--- Start Records shown ---

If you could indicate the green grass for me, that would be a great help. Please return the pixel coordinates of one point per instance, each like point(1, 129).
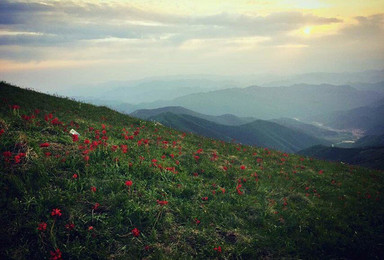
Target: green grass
point(292, 207)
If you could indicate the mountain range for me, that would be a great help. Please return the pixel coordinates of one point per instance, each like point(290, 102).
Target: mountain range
point(298, 101)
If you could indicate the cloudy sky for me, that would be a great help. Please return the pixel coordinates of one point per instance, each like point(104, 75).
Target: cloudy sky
point(55, 44)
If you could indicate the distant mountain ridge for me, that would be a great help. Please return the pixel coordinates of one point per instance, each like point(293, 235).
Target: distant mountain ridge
point(369, 119)
point(259, 132)
point(372, 157)
point(226, 119)
point(269, 103)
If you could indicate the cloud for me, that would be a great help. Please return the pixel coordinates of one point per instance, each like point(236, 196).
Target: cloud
point(66, 23)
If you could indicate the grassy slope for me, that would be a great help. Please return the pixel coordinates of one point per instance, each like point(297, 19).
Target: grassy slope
point(289, 206)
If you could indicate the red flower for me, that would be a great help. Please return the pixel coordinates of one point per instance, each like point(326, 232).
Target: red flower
point(17, 159)
point(218, 249)
point(42, 226)
point(135, 232)
point(70, 226)
point(238, 187)
point(56, 212)
point(7, 154)
point(55, 255)
point(75, 138)
point(96, 206)
point(162, 202)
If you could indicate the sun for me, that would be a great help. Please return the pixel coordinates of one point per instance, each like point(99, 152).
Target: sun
point(307, 30)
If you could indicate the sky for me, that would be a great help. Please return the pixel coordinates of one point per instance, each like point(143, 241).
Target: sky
point(57, 44)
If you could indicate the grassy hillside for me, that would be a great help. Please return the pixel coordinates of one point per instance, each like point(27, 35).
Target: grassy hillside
point(259, 132)
point(127, 189)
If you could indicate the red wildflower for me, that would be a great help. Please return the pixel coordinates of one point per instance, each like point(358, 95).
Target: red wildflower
point(55, 255)
point(135, 232)
point(238, 187)
point(75, 138)
point(17, 159)
point(162, 202)
point(70, 226)
point(218, 249)
point(42, 226)
point(56, 212)
point(96, 206)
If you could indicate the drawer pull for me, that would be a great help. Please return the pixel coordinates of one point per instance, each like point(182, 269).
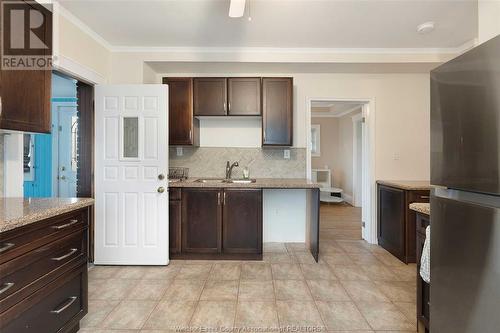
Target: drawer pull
point(66, 305)
point(6, 286)
point(65, 256)
point(62, 226)
point(6, 246)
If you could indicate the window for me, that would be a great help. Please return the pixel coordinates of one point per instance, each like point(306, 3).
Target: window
point(29, 157)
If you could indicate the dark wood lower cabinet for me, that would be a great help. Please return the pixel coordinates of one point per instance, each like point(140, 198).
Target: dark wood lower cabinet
point(43, 275)
point(201, 220)
point(174, 221)
point(396, 221)
point(217, 224)
point(423, 288)
point(242, 221)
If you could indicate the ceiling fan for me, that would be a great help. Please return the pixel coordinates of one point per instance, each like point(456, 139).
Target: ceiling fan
point(237, 8)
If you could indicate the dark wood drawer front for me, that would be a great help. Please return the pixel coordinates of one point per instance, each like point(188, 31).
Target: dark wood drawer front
point(16, 242)
point(174, 193)
point(54, 306)
point(422, 223)
point(20, 277)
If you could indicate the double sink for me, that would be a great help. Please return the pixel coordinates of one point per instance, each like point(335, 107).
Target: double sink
point(221, 180)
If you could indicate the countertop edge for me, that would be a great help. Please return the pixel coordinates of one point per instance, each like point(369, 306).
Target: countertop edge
point(420, 207)
point(412, 185)
point(12, 224)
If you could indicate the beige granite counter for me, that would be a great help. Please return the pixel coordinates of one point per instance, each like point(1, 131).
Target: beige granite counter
point(420, 207)
point(17, 212)
point(265, 183)
point(412, 185)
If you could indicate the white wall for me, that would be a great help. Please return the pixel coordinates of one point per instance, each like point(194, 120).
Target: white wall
point(489, 19)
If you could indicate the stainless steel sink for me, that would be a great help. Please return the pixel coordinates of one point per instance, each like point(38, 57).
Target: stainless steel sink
point(241, 181)
point(210, 180)
point(220, 180)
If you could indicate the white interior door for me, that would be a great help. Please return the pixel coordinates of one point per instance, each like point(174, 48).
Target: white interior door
point(131, 152)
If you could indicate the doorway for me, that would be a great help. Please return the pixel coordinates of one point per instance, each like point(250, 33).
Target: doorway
point(51, 162)
point(339, 159)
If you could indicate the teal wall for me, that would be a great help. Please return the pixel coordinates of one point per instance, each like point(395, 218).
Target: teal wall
point(63, 90)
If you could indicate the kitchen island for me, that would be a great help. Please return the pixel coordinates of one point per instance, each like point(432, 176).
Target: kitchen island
point(221, 220)
point(43, 264)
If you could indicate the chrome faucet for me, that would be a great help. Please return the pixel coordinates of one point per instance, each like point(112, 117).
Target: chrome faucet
point(229, 169)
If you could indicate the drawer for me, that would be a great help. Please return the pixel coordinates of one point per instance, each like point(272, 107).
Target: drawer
point(27, 273)
point(418, 196)
point(174, 193)
point(51, 308)
point(16, 242)
point(422, 223)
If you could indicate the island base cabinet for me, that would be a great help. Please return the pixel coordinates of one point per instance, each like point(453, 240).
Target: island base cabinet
point(57, 307)
point(220, 223)
point(242, 221)
point(201, 220)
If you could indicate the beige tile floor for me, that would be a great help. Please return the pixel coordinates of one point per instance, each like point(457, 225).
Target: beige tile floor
point(356, 287)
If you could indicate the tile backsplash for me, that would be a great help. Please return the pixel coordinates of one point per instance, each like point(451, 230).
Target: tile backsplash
point(1, 167)
point(262, 162)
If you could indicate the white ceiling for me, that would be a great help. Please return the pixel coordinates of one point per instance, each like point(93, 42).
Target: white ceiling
point(279, 23)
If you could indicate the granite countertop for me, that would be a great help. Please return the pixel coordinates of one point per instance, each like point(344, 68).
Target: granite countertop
point(407, 184)
point(17, 212)
point(269, 183)
point(421, 207)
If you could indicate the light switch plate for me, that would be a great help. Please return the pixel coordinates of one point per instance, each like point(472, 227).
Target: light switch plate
point(286, 154)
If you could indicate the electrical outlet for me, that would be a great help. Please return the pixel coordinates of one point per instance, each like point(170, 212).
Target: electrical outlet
point(286, 154)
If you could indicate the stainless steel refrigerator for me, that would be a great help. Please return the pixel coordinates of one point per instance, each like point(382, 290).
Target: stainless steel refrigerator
point(465, 205)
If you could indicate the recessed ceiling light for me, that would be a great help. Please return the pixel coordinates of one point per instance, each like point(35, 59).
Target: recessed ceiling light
point(425, 28)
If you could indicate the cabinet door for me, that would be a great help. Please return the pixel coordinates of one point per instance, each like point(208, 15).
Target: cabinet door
point(25, 94)
point(174, 222)
point(201, 220)
point(277, 111)
point(210, 96)
point(244, 96)
point(183, 129)
point(242, 221)
point(391, 220)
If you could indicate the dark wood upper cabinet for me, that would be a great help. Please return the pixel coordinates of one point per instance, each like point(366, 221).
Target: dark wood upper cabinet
point(210, 96)
point(183, 127)
point(242, 221)
point(25, 94)
point(244, 98)
point(277, 111)
point(201, 220)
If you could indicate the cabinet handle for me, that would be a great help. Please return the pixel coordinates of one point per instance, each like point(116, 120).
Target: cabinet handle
point(62, 226)
point(66, 305)
point(6, 286)
point(64, 256)
point(6, 246)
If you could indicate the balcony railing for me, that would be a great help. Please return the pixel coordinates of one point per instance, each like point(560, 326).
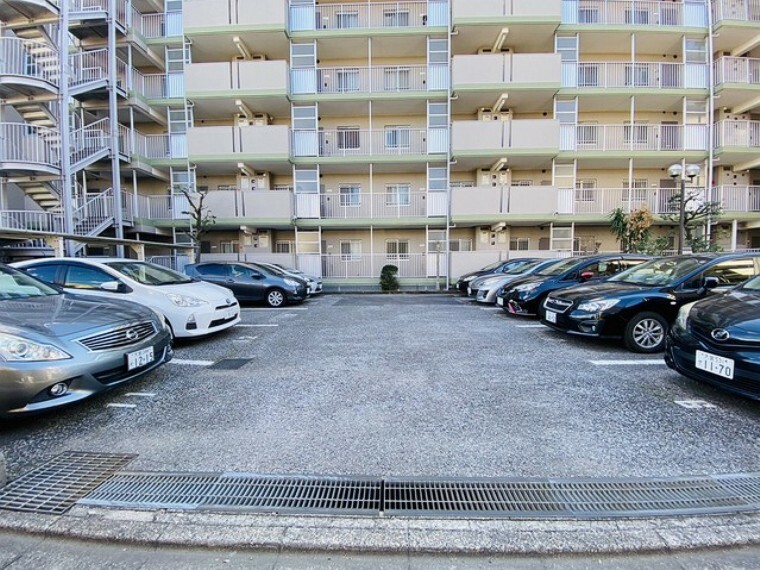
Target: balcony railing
point(350, 80)
point(346, 143)
point(31, 59)
point(636, 137)
point(38, 221)
point(30, 144)
point(742, 134)
point(744, 10)
point(634, 12)
point(634, 75)
point(369, 15)
point(742, 70)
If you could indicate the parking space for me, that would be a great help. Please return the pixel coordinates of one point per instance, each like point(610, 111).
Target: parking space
point(428, 385)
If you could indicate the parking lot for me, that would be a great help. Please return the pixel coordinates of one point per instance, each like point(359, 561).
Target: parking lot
point(406, 385)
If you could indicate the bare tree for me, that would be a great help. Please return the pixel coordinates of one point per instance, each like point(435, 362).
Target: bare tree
point(201, 220)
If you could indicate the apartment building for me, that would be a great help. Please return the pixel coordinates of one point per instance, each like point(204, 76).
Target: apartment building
point(434, 135)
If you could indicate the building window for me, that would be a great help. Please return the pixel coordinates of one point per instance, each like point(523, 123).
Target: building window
point(397, 250)
point(398, 195)
point(350, 195)
point(519, 244)
point(350, 250)
point(229, 246)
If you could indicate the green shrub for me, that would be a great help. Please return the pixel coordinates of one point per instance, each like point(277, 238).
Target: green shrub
point(388, 279)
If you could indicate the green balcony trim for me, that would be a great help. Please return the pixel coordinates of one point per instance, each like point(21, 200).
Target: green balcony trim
point(230, 29)
point(234, 94)
point(404, 96)
point(515, 85)
point(367, 32)
point(410, 222)
point(553, 20)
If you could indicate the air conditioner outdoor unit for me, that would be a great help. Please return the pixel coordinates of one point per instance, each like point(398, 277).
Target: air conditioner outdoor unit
point(261, 119)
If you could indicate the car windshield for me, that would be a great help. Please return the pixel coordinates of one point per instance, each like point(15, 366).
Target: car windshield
point(16, 284)
point(660, 272)
point(560, 267)
point(149, 273)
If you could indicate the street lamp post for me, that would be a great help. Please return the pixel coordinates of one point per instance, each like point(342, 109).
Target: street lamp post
point(681, 173)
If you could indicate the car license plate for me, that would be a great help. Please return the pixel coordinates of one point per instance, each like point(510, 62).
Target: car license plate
point(139, 358)
point(714, 364)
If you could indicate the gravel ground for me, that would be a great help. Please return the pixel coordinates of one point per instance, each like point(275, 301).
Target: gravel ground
point(405, 385)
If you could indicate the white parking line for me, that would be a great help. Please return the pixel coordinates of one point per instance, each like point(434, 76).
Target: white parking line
point(191, 362)
point(627, 362)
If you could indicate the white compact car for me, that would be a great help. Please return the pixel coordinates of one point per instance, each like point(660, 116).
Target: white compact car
point(191, 307)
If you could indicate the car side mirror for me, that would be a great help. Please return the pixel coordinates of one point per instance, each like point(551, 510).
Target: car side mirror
point(710, 283)
point(113, 287)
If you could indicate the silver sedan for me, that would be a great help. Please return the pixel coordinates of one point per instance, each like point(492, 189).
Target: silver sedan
point(57, 348)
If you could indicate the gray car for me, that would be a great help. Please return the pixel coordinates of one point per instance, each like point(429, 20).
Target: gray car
point(57, 348)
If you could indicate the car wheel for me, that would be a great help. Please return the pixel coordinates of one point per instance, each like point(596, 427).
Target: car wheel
point(275, 298)
point(646, 333)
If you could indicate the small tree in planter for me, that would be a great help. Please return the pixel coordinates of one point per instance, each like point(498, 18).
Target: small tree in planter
point(388, 279)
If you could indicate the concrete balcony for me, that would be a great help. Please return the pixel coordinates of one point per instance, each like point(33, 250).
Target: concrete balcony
point(737, 82)
point(25, 11)
point(629, 75)
point(531, 79)
point(386, 16)
point(642, 138)
point(235, 144)
point(636, 13)
point(27, 68)
point(525, 142)
point(27, 149)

--- End Records shown ---

▶ _Directive_:
Rewrite the stretch of records from the line containing "If you could indicate the double" through the line containing "point(12, 224)", keeping every line, requests included, but increase each coordinate in the answer points by 140. Leave the requests and their sample points unchanged.

▶ _Problem solution_:
If you could indicate the double sink for me, that would be a great help. Please return the pixel coordinates of one point per instance, each like point(335, 107).
Target: double sink
point(361, 320)
If you could indicate the countertop edge for me, that would be a great help. Please return the pixel coordinates of one point per instance, each like point(369, 306).
Target: countertop edge
point(560, 347)
point(552, 325)
point(152, 364)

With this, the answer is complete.